● Given instruction:
Take the entries below and reproduce them word for word.

● Supplied data:
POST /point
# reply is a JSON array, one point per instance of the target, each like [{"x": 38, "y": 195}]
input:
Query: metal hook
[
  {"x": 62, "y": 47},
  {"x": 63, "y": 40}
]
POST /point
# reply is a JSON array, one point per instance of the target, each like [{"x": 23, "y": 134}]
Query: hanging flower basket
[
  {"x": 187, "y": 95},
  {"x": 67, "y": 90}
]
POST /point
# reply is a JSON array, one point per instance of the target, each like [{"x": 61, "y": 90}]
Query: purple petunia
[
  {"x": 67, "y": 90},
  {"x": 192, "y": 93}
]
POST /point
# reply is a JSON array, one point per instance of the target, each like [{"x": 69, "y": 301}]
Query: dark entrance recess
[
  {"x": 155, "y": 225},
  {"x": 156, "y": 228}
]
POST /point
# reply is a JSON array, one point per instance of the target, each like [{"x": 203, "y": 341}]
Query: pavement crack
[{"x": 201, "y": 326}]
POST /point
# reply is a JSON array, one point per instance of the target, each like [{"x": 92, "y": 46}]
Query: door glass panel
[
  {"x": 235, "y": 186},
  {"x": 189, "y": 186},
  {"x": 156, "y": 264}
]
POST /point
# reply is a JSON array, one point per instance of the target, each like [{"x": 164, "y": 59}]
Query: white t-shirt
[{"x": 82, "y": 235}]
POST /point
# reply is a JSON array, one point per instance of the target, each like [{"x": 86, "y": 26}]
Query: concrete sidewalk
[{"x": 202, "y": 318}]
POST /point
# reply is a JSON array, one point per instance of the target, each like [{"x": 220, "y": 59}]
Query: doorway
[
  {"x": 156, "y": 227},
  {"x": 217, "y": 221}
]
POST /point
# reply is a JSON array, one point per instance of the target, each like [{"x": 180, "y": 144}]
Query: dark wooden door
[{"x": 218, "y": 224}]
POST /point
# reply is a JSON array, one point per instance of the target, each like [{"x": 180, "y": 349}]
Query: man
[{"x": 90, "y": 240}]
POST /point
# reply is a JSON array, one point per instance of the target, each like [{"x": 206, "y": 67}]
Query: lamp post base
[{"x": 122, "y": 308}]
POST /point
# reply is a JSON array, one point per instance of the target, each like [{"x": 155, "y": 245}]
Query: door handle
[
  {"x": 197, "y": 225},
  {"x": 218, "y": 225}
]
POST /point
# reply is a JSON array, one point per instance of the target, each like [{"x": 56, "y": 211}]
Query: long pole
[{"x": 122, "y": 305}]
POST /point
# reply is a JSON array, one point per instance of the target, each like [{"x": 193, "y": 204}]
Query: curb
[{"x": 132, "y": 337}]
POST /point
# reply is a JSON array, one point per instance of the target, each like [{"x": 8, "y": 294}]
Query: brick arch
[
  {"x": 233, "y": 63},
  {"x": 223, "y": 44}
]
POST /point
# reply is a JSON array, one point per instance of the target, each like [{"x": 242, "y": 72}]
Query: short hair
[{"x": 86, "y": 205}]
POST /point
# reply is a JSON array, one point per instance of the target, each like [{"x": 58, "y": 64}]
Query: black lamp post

● Answer in full:
POST /point
# reply is a JSON array, one point per instance of the target, each like [{"x": 38, "y": 195}]
input:
Query: metal hook
[
  {"x": 62, "y": 47},
  {"x": 63, "y": 40}
]
POST /point
# reply is a JSON array, one point per instance of the target, each like [{"x": 23, "y": 134}]
Query: hanging flower basket
[
  {"x": 187, "y": 95},
  {"x": 67, "y": 90}
]
POST /point
# reply is a JSON array, one point per instance of the target, each like [{"x": 61, "y": 90}]
Query: purple petunia
[
  {"x": 67, "y": 90},
  {"x": 192, "y": 93}
]
POST /point
# reply is a JSON array, one point per instance of the target, each like [{"x": 69, "y": 301}]
Query: dark entrance recess
[
  {"x": 155, "y": 225},
  {"x": 156, "y": 228}
]
POST /point
# reply is a JSON array, one point per instance of the target, each like [{"x": 203, "y": 341}]
Query: pavement crack
[{"x": 201, "y": 326}]
POST /point
# reply is a JSON array, one point per instance of the target, each like [{"x": 92, "y": 46}]
Query: door glass panel
[
  {"x": 235, "y": 186},
  {"x": 189, "y": 186},
  {"x": 156, "y": 264}
]
POST /point
# reply is a JSON array, one point per instance of the target, each like [{"x": 164, "y": 59}]
Query: white t-shirt
[{"x": 82, "y": 235}]
POST /point
# reply is a JSON array, one point per instance of the target, each like [{"x": 86, "y": 26}]
Query: concrete sidewalk
[{"x": 202, "y": 318}]
POST /point
# reply is a JSON array, one point per instance of the target, each like [{"x": 220, "y": 59}]
Query: doorway
[
  {"x": 156, "y": 227},
  {"x": 217, "y": 221}
]
POST /point
# reply is a JSON array, one point per instance of the target, each like [{"x": 180, "y": 144}]
Query: dark wooden door
[{"x": 218, "y": 224}]
POST /point
# reply is a JSON array, one point per instance of the target, each like [{"x": 180, "y": 349}]
Query: man
[{"x": 90, "y": 240}]
POST /point
# reply is a JSON array, one point per instance of the target, each like [{"x": 206, "y": 67}]
Query: lamp post base
[{"x": 122, "y": 308}]
POST /point
# reply is a JSON array, one point per instance of the target, each like [{"x": 155, "y": 245}]
Query: door handle
[
  {"x": 197, "y": 225},
  {"x": 218, "y": 225}
]
POST /point
# reply is a JSON array, one point per instance of the target, each like [{"x": 56, "y": 211}]
Query: long pole
[{"x": 122, "y": 305}]
POST /point
# reply is a JSON array, one point per instance of the target, each like [{"x": 193, "y": 204}]
Query: curb
[{"x": 132, "y": 337}]
POST /point
# reply is a JSON array, one point per instance of the target, each like [{"x": 8, "y": 294}]
Query: brick arch
[
  {"x": 233, "y": 63},
  {"x": 223, "y": 44}
]
POST /point
# reply is a JSON array, one point per instance of the target, each like [{"x": 242, "y": 72}]
Query: short hair
[{"x": 86, "y": 205}]
POST /point
# reply is a JSON array, one point per instance of the target, each like [{"x": 58, "y": 64}]
Query: black lamp post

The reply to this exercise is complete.